▶ RECORD EXCERPTS
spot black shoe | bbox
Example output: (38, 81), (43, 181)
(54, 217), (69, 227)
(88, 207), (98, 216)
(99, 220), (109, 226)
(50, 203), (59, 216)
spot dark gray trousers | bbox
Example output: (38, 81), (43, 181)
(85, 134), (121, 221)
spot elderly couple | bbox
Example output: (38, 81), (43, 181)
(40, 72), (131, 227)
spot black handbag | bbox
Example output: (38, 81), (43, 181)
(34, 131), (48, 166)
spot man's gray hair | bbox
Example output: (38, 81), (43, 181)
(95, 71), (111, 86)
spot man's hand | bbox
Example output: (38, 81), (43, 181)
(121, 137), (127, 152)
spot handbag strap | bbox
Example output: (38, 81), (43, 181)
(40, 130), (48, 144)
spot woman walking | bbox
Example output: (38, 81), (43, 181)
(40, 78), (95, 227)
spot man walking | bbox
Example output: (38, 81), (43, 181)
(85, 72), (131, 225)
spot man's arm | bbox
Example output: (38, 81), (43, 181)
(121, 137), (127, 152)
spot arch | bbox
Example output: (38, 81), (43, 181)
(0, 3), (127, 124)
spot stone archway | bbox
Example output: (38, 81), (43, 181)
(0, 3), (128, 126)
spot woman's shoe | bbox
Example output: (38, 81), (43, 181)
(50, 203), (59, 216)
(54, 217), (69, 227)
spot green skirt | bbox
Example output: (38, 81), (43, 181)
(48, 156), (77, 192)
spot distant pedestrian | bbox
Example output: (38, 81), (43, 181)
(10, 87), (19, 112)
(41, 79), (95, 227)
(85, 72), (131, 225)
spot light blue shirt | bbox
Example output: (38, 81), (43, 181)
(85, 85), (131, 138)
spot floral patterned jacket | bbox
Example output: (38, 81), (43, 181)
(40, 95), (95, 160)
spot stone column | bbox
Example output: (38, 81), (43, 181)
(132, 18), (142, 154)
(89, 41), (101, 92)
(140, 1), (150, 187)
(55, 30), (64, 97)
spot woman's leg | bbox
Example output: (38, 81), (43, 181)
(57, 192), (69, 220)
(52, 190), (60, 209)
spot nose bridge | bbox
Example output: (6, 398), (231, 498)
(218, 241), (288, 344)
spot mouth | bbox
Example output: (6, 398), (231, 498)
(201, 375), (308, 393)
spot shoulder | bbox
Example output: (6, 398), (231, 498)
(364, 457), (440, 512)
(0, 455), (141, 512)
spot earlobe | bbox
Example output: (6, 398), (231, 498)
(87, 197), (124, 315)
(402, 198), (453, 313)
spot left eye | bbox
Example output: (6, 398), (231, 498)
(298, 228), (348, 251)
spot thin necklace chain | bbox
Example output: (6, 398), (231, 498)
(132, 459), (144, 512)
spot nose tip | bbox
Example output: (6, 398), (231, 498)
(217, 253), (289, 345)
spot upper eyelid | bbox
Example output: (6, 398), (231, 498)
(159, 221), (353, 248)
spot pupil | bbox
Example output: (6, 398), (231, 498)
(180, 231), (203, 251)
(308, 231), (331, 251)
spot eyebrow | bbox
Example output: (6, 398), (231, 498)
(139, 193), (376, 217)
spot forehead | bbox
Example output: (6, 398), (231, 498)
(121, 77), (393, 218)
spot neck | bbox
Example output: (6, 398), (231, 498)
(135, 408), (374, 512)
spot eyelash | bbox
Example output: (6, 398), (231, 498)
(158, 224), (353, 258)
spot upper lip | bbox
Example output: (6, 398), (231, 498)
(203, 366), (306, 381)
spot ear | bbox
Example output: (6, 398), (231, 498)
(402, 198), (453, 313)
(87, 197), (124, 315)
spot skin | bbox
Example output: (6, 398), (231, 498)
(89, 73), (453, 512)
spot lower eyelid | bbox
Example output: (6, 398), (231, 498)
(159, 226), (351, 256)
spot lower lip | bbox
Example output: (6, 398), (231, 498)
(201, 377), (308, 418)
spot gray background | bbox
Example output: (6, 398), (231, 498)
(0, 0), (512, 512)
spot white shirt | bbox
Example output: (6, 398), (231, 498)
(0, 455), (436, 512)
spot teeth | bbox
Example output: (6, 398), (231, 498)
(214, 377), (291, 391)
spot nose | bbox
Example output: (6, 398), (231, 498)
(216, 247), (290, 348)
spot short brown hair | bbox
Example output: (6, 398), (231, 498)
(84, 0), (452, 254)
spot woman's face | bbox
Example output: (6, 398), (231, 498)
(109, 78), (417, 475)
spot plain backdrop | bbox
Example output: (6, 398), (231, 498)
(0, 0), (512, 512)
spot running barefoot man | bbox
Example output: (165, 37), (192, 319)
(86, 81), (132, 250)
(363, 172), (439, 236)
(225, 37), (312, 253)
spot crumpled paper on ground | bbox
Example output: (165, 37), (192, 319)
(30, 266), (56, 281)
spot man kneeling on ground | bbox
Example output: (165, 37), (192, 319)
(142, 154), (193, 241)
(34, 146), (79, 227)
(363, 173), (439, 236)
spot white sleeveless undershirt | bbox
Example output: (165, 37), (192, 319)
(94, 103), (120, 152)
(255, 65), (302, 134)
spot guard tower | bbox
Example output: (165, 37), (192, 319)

▶ REQUEST
Copy all of the material word for word.

▶ CORRECT ANSWER
spot black shoe | bbox
Example output: (38, 81), (43, 181)
(54, 217), (69, 227)
(88, 207), (98, 216)
(99, 220), (109, 226)
(50, 203), (59, 216)
spot dark gray trousers | bbox
Example output: (38, 81), (43, 181)
(85, 134), (121, 221)
spot elderly couple | bbox
Example output: (38, 81), (43, 181)
(40, 72), (131, 227)
spot black handbag | bbox
Example output: (38, 81), (43, 181)
(34, 131), (48, 166)
spot man's gray hair | bbox
Example output: (38, 81), (43, 181)
(95, 71), (111, 86)
spot man's hand | bbox
Example output: (38, 81), (43, 181)
(121, 137), (127, 152)
spot handbag strap | bbox
Example output: (38, 81), (43, 181)
(40, 130), (48, 144)
spot woman walking | bbox
Example output: (38, 81), (43, 181)
(40, 78), (95, 227)
spot man walking | bbox
Example output: (38, 81), (43, 181)
(85, 72), (131, 225)
spot man's arm | bbox
Example output: (38, 81), (43, 181)
(121, 137), (127, 152)
spot arch | bbox
Example output: (38, 81), (43, 181)
(0, 3), (127, 124)
spot stone archway | bbox
Example output: (38, 81), (43, 181)
(0, 3), (128, 126)
spot woman's shoe | bbox
Example output: (38, 81), (43, 181)
(50, 203), (59, 216)
(54, 217), (69, 227)
spot green skirt | bbox
Example output: (38, 81), (43, 181)
(48, 156), (77, 192)
spot distant pedestrian | bbox
Example output: (38, 81), (43, 181)
(10, 87), (19, 112)
(41, 79), (95, 227)
(85, 72), (131, 225)
spot light blue shirt | bbox
Example output: (38, 81), (43, 181)
(85, 85), (131, 138)
spot floral patterned jacket | bbox
Example output: (38, 81), (43, 181)
(40, 95), (95, 160)
spot stone column | bbox
Example output: (38, 81), (43, 181)
(132, 18), (142, 154)
(89, 41), (101, 92)
(140, 1), (150, 187)
(55, 30), (64, 97)
spot woman's leg | bbox
Example output: (38, 81), (43, 181)
(57, 192), (69, 220)
(52, 190), (60, 209)
spot nose bridge | bbox
Example output: (6, 398), (231, 498)
(218, 241), (288, 344)
spot mouth | bbox
Example output: (6, 398), (231, 498)
(201, 375), (308, 393)
spot shoulder | bbox
Example output: (6, 398), (231, 498)
(364, 457), (440, 512)
(0, 455), (141, 512)
spot earlobe | bbox
Example output: (6, 398), (231, 498)
(87, 197), (124, 315)
(402, 198), (453, 313)
spot left eye | bbox
Example output: (6, 398), (231, 498)
(298, 228), (348, 251)
spot thin necklace chain | bbox
Example output: (6, 398), (231, 498)
(132, 459), (144, 512)
spot nose tip | bbox
Example output: (6, 398), (231, 498)
(217, 253), (289, 345)
spot upper eyelid | bbox
Example output: (6, 398), (231, 498)
(159, 221), (353, 248)
spot pupil | bbox
Example output: (6, 398), (231, 498)
(180, 231), (203, 251)
(308, 231), (331, 251)
spot eyebrow | bbox
Example output: (6, 398), (231, 498)
(139, 193), (376, 217)
spot forehead | bbox
Example output: (6, 398), (231, 498)
(121, 77), (393, 218)
spot neck | bbox
Example output: (6, 398), (231, 498)
(135, 408), (374, 512)
spot eyelash | bbox
Example output: (6, 398), (231, 498)
(158, 224), (353, 258)
spot upper lip | bbox
Example output: (6, 398), (231, 498)
(203, 366), (306, 381)
spot ear | bbox
Example output: (6, 398), (231, 498)
(402, 198), (453, 313)
(87, 197), (124, 315)
spot skin | bbox
Example output: (6, 398), (231, 498)
(89, 73), (453, 512)
spot lower eyelid | bbox
Example output: (6, 398), (231, 498)
(159, 226), (351, 256)
spot lower lip | bbox
Example output: (6, 398), (231, 498)
(201, 377), (308, 418)
spot gray background | bbox
Example output: (6, 398), (231, 498)
(0, 0), (512, 512)
spot white shirt | bbox
Example output: (6, 398), (231, 498)
(0, 455), (436, 512)
spot teeth | bbox
Example output: (6, 398), (231, 498)
(214, 377), (291, 391)
spot nose | bbox
Example output: (6, 398), (231, 498)
(216, 247), (290, 348)
spot short brown hair | bbox
Example output: (6, 398), (231, 498)
(84, 0), (452, 254)
spot woman's face | bbox
Example output: (6, 398), (231, 498)
(109, 78), (417, 475)
spot plain backdrop | bbox
Example output: (6, 398), (231, 498)
(0, 0), (512, 512)
spot running barefoot man | bbox
Example output: (165, 37), (192, 319)
(86, 81), (132, 250)
(363, 172), (439, 236)
(225, 37), (312, 253)
spot crumpled paper on ground | bbox
Example output: (165, 37), (192, 319)
(30, 266), (56, 281)
spot man kneeling on ground | bbox
Example output: (165, 37), (192, 319)
(142, 154), (193, 241)
(34, 146), (79, 227)
(363, 173), (439, 236)
spot white sleeveless undershirt | bbox
Example output: (165, 37), (192, 319)
(94, 103), (120, 152)
(255, 65), (302, 134)
spot guard tower | bbox
Example output: (165, 37), (192, 319)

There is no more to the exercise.